◆ REQUIREMENTS ◆
1 - According to the text on Syria's media war, which news organizations has the Syrian Electronic Army hit?
2 - Condense the paragraph of the Syria media text that opens with "The online battle has also heated up" into a single sentence that keeps its main facts.
3 - Carry on the article about Syria's media war from the point where it stops.

— Begin QUOTED TEXT —

"Every picture tells a story" is a lesson the media learned a long time ago. Now, in the age of new media, amateur video footage comes with a string of narratives loaded with political intent.

Nowhere has that been more true than in Syria, where forces fighting the regime of President Bashar al-Assad have wielded video cameras wherever their comrades have aimed their guns. But judging by footage filmed by the rebels themselves showing their own acts of torture, executions and now cannibalism, it seems that the power of the media may have gone to their heads.

The online battle has also heated up. Over the past weeks, the Syrian Electronic Army has been more active than ever in hacking mainstream media outlets who they say have misled the world with anti-Assad propaganda. The BBC, the Associated Press, the Guardian and, most recently, the Financial Times have all been hit with embarrassing takedowns – often through their Twitter feeds.

— End QUOTED TEXT —
— Begin ENTRIES SHOWN —

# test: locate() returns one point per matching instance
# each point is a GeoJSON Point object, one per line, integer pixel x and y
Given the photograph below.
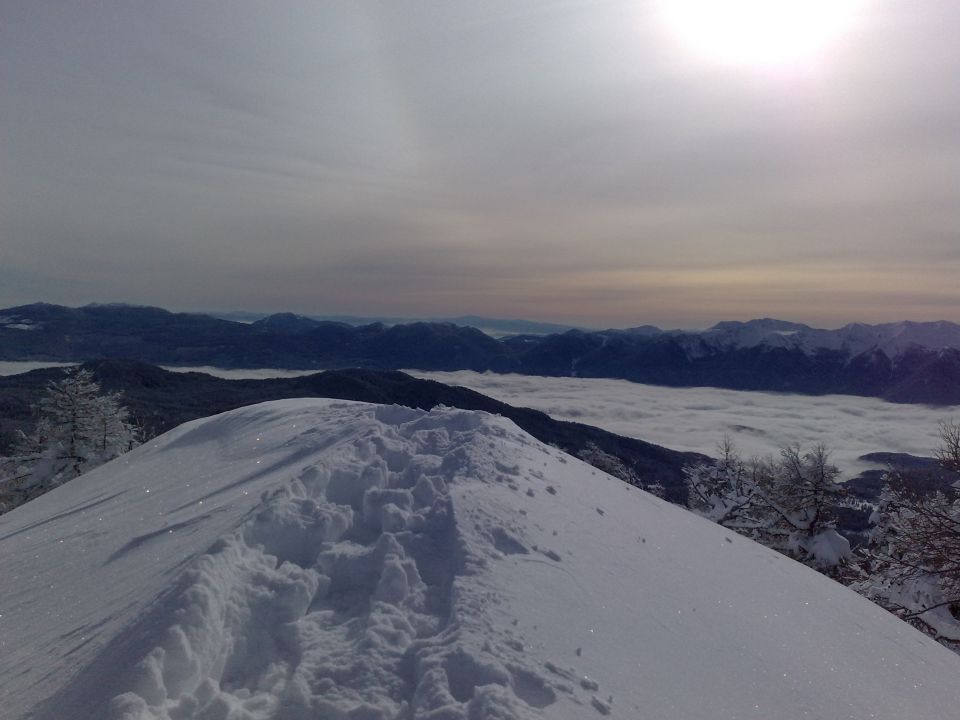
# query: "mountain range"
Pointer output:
{"type": "Point", "coordinates": [901, 362]}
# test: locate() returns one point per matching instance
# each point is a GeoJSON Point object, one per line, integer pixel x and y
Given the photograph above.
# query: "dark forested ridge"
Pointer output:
{"type": "Point", "coordinates": [858, 360]}
{"type": "Point", "coordinates": [160, 400]}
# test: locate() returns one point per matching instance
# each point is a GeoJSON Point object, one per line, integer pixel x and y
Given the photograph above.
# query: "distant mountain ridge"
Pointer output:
{"type": "Point", "coordinates": [160, 400]}
{"type": "Point", "coordinates": [496, 327]}
{"type": "Point", "coordinates": [909, 362]}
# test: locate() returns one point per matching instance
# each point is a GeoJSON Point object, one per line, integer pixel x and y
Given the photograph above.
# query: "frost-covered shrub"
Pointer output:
{"type": "Point", "coordinates": [79, 427]}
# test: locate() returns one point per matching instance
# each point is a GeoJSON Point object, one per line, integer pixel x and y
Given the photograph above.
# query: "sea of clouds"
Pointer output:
{"type": "Point", "coordinates": [690, 418]}
{"type": "Point", "coordinates": [697, 419]}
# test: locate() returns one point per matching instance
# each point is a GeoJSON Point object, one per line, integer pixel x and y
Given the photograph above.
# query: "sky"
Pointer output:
{"type": "Point", "coordinates": [603, 163]}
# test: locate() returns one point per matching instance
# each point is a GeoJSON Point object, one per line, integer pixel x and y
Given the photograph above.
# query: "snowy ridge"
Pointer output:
{"type": "Point", "coordinates": [315, 558]}
{"type": "Point", "coordinates": [856, 338]}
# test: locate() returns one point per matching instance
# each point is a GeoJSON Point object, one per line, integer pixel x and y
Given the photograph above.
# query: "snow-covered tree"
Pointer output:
{"type": "Point", "coordinates": [786, 503]}
{"type": "Point", "coordinates": [79, 426]}
{"type": "Point", "coordinates": [913, 560]}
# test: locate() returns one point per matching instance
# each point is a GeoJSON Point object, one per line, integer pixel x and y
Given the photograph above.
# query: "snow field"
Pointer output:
{"type": "Point", "coordinates": [315, 558]}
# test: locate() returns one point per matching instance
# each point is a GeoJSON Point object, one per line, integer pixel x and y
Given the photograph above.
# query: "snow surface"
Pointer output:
{"type": "Point", "coordinates": [324, 559]}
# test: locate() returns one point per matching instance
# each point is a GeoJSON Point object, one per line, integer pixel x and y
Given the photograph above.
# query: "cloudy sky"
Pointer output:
{"type": "Point", "coordinates": [602, 162]}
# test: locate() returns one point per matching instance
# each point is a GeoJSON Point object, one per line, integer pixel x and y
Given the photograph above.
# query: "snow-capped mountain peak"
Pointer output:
{"type": "Point", "coordinates": [317, 558]}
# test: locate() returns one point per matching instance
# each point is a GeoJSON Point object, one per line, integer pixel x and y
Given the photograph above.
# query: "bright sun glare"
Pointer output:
{"type": "Point", "coordinates": [759, 33]}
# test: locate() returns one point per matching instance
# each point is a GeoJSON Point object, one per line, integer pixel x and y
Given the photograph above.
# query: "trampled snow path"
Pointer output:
{"type": "Point", "coordinates": [314, 558]}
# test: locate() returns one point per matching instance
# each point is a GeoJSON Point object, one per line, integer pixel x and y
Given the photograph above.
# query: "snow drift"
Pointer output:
{"type": "Point", "coordinates": [324, 559]}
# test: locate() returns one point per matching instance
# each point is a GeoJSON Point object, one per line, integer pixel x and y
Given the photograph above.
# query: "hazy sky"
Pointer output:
{"type": "Point", "coordinates": [568, 161]}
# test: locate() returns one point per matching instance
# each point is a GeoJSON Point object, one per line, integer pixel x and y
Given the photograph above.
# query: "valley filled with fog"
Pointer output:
{"type": "Point", "coordinates": [697, 418]}
{"type": "Point", "coordinates": [694, 419]}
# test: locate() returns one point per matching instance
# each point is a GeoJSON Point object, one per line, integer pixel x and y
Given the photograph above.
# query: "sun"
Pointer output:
{"type": "Point", "coordinates": [759, 33]}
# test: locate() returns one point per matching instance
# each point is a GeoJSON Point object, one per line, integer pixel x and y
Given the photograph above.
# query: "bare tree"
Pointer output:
{"type": "Point", "coordinates": [786, 503]}
{"type": "Point", "coordinates": [913, 560]}
{"type": "Point", "coordinates": [79, 426]}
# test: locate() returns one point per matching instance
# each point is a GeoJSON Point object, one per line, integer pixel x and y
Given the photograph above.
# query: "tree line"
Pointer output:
{"type": "Point", "coordinates": [78, 427]}
{"type": "Point", "coordinates": [910, 563]}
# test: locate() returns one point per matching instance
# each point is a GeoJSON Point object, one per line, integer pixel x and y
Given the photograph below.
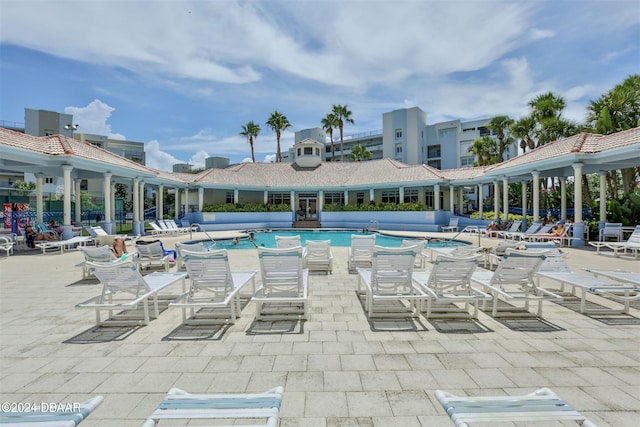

— End ENTRIES SHOWN —

◆ REPLIES ◆
1 - The BBC, the Associated Press, the Guardian and, most recently, the Financial Times.

2 - In recent weeks the Syrian Electronic Army has stepped up its hacking of mainstream media outlets it accuses of spreading anti-Assad propaganda, embarrassing the BBC, the Associated Press, the Guardian and, most recently, the Financial Times, often through their Twitter feeds.

3 -
The News Divide this week takes a fresh look Syria through the increasingly complex war of images and representations. We speak to Jillian C York of the Electronic Frontier Foundation; Dina Matar, senior lecturer in Arab Media and Political Communication at the School of Oriental and African Studies in London; Syrian journalist Malek al-Abdeh and the Syrian political consultant and commentator, George Ajjan.

From images we turn to words. Our feature takes a look at how controversial language can shape the way we see a story. Can words like "illegal immigrant", "terrorist" and "Islamist" be weapons in a war of ideas? Media style guides under scrutiny with the Listening Post’s Marcela Pizzaro.

Also in media news: more revelations of US government surveillance of journalists and their sources; the increasingly severe media lockdown in the run up to Iran’s presidential election and Rob Ford, a divisive figure in Canadian politics, whose political future hangs on the outcome of a crowdfunding initiative that could expose him as a drug user.

In our web video of the week, YoutTube gives itself a hug for its eighth birthday. It’s a love song to a website that has become as much a part of our lives as, well, TV. How did the years fly by like that?

Listening Post can be seen each week at the following times GMT: Saturday: 0830, 1930; Sunday: 1430; Monday: 0430.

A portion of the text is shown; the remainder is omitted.